(PROBLEM STATEMENT):
Pick out each line of the records below that contains the word "grass" and copy those lines out in full.
--------------------------------
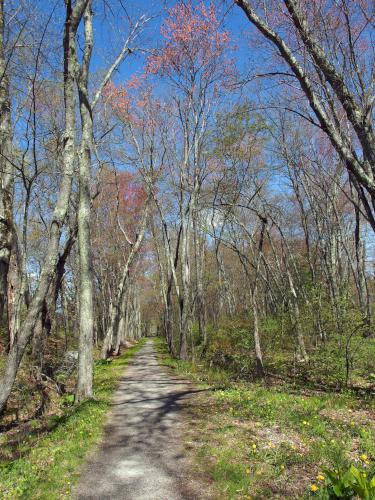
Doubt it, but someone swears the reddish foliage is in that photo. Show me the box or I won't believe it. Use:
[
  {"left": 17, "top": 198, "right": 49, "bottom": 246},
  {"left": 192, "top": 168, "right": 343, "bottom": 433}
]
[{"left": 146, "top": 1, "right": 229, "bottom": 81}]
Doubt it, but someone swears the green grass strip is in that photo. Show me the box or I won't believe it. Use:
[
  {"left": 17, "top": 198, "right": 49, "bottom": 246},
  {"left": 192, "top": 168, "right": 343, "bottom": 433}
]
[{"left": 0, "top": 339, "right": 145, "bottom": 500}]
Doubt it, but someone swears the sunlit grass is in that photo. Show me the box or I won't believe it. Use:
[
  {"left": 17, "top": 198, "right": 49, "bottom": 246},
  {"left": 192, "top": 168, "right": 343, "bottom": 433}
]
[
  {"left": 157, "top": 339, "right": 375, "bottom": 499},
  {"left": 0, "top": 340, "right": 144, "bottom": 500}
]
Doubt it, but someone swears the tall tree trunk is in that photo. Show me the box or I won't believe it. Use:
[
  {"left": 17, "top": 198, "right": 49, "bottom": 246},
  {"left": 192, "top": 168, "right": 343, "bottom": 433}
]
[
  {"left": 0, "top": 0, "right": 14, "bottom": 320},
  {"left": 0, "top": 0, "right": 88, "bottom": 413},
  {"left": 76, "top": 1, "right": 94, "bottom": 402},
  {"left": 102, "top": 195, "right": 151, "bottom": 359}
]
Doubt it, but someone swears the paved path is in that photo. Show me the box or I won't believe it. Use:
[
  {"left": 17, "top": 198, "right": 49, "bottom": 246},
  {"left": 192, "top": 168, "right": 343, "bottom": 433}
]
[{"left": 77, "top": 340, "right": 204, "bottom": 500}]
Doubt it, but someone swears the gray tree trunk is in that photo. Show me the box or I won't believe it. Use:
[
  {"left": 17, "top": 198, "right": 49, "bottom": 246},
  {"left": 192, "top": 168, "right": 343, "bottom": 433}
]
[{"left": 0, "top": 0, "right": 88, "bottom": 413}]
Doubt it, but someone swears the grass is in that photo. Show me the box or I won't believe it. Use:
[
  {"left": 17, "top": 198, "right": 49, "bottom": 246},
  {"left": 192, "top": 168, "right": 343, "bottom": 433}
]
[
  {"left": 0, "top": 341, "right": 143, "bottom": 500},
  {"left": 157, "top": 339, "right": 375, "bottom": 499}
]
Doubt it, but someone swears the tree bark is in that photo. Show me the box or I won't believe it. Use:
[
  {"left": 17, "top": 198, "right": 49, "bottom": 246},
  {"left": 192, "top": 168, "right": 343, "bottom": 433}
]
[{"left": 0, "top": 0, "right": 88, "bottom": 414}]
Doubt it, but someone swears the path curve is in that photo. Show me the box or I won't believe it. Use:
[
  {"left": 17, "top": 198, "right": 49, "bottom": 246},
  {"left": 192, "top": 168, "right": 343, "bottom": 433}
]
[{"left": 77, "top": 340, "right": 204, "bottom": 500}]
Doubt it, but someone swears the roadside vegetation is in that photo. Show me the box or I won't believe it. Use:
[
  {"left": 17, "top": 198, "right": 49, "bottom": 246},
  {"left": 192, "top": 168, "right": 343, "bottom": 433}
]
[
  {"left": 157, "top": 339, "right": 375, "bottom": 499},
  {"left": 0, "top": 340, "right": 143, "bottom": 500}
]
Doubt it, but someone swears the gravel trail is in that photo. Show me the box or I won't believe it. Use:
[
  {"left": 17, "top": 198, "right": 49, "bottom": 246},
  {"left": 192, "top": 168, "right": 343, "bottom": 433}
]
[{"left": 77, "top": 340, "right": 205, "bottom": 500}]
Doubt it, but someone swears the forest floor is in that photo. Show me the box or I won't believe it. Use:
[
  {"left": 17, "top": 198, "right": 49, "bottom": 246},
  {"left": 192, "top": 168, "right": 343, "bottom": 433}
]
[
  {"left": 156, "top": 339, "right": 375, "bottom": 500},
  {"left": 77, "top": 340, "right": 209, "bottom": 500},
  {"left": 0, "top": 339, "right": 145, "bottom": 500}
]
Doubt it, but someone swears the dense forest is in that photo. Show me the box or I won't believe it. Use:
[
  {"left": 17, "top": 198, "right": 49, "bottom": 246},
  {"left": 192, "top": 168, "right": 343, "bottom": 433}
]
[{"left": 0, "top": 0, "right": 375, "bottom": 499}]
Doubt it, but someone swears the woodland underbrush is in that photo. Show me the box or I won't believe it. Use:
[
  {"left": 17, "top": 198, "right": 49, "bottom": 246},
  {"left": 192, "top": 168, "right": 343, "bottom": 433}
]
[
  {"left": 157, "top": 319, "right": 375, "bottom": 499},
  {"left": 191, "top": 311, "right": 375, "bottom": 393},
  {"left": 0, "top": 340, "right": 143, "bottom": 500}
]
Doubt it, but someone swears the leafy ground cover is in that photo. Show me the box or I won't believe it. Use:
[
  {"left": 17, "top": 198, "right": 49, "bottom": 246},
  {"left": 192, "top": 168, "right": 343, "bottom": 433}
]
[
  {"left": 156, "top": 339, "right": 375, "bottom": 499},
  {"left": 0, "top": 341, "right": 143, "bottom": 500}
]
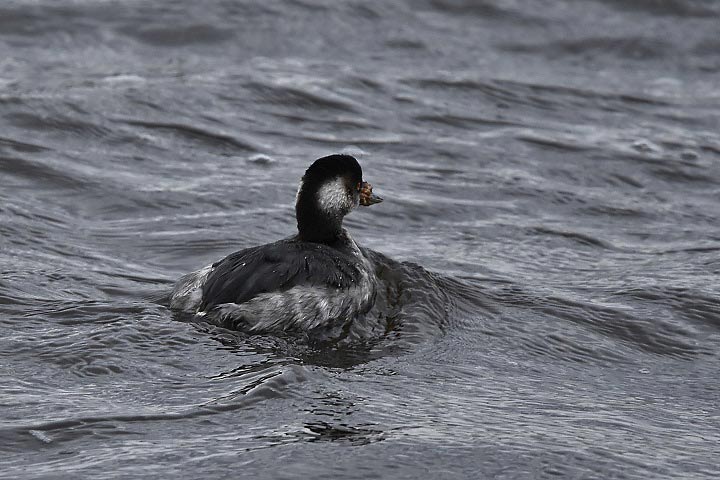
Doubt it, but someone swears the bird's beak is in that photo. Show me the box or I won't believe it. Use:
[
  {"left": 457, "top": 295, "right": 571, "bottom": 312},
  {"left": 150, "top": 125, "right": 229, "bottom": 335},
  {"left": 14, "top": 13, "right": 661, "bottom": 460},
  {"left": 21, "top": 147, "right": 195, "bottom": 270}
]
--------------------------------
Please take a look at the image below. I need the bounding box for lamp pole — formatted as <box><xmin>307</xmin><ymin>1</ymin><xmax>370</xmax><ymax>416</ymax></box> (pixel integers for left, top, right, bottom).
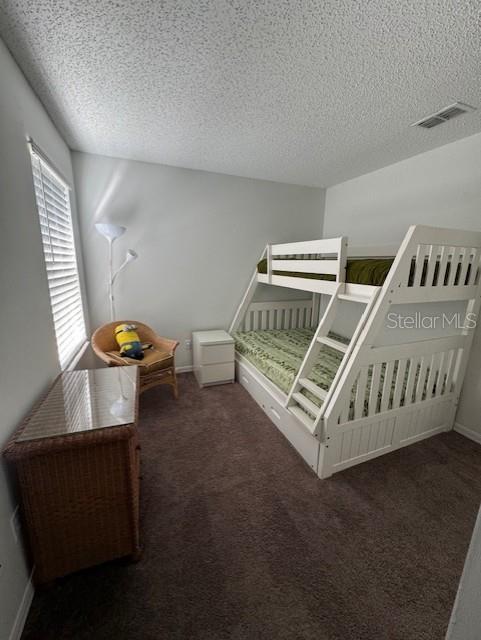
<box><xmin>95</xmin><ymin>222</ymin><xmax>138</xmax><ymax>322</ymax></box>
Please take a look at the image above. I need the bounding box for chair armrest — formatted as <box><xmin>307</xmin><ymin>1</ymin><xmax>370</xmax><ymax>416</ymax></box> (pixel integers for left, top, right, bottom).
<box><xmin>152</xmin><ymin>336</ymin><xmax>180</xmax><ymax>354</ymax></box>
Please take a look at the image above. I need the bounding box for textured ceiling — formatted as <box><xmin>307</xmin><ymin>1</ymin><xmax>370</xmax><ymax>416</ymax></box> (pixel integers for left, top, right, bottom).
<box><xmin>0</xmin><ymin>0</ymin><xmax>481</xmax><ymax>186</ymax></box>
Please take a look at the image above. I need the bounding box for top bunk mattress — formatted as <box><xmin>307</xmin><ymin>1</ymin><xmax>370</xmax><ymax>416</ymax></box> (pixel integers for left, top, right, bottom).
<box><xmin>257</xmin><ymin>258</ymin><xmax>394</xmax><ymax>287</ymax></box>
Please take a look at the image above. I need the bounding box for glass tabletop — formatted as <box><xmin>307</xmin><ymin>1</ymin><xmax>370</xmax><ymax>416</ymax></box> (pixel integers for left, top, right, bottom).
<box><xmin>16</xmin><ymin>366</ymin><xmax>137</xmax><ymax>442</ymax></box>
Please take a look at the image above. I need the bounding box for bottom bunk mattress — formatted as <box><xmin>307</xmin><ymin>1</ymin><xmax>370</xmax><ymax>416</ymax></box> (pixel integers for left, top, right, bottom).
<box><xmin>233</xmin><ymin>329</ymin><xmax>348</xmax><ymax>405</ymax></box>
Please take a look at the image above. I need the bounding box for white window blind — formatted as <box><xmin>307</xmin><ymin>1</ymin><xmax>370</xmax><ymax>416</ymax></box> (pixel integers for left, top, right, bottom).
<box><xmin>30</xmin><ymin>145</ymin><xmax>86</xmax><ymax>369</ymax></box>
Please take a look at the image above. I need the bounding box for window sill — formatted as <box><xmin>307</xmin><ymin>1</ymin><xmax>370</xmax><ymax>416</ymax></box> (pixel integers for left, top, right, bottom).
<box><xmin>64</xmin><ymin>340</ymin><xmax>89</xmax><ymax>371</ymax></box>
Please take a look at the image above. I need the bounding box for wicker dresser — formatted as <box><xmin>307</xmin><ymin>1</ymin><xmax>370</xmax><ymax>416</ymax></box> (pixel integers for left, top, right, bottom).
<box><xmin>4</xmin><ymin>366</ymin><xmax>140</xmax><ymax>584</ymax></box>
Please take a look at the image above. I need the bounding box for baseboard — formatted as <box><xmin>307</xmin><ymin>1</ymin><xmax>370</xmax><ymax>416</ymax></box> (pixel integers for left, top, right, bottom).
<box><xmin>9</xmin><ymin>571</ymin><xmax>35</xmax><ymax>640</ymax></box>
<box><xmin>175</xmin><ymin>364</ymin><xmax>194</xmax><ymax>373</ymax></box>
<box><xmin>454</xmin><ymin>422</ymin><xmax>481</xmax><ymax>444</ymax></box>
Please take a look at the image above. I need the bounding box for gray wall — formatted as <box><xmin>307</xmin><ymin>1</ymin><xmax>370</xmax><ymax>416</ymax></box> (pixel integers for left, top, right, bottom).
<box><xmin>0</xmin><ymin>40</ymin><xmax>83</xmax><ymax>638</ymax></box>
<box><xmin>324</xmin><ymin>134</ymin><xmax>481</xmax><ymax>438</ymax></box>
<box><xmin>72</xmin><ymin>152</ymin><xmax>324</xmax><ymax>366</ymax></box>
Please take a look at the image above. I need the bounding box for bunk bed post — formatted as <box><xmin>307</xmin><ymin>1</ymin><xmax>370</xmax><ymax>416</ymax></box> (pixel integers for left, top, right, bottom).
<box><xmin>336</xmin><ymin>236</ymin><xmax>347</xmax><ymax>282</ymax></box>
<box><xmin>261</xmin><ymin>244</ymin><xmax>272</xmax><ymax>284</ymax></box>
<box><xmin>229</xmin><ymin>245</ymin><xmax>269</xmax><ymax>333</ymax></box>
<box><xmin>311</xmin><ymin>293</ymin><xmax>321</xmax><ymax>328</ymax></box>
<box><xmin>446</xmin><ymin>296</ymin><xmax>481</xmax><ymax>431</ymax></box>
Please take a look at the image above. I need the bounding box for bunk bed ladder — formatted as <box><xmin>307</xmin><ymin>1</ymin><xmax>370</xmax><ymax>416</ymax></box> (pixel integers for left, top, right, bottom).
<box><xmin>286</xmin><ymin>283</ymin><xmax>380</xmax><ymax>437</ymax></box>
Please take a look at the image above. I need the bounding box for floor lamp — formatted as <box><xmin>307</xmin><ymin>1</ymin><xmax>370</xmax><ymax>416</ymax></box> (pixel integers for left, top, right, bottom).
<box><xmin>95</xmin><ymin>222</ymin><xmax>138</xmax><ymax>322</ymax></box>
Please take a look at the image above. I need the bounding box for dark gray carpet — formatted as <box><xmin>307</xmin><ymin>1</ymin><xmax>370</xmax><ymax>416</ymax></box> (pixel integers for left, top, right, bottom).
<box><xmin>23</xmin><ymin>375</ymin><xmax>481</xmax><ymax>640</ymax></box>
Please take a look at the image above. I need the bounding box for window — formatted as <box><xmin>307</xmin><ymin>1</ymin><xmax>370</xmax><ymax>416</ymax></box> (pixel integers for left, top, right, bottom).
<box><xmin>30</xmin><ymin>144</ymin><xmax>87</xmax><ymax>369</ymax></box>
--------------------------------
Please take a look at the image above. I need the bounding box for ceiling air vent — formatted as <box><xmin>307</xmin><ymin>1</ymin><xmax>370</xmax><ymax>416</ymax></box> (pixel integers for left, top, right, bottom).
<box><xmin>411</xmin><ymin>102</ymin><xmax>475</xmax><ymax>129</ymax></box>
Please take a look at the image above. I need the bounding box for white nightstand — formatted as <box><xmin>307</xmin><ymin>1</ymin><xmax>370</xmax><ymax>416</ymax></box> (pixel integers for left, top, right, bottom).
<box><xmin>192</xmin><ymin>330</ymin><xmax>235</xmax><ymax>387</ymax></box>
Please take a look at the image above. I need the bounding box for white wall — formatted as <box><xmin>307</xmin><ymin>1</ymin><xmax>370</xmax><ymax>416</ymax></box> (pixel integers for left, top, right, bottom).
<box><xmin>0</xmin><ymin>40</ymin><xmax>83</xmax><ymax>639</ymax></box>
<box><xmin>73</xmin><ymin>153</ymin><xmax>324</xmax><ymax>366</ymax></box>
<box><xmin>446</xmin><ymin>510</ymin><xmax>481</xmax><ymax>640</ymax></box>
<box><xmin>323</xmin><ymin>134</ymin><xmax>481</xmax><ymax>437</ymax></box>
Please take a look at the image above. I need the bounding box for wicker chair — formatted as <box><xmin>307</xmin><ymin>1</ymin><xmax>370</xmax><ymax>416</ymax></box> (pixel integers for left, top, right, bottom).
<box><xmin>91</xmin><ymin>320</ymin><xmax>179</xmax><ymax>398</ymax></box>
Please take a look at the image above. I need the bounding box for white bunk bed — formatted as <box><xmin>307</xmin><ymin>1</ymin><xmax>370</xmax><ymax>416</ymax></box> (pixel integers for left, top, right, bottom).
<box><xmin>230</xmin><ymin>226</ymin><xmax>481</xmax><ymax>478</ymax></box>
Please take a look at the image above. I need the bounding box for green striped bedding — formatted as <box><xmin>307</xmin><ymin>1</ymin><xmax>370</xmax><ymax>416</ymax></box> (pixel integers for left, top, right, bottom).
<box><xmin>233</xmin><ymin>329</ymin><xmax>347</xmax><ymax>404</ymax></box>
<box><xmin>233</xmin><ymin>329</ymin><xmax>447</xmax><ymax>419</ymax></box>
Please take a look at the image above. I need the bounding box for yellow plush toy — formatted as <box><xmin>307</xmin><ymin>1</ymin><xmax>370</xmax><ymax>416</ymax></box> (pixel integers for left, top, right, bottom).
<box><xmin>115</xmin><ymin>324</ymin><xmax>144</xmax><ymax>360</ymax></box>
--------------------------------
(REPLY TO THE TASK):
Doubt it, but someone swears the green grass strip is in that photo. Show me the box or I won't believe it. Use:
Doubt it, but someone swears the sunlit grass is in that photo. Show me the box or I won't believe it. Use:
Doubt it, but someone swears the grass is in that photo. Show me the box or I won't believe it. Use:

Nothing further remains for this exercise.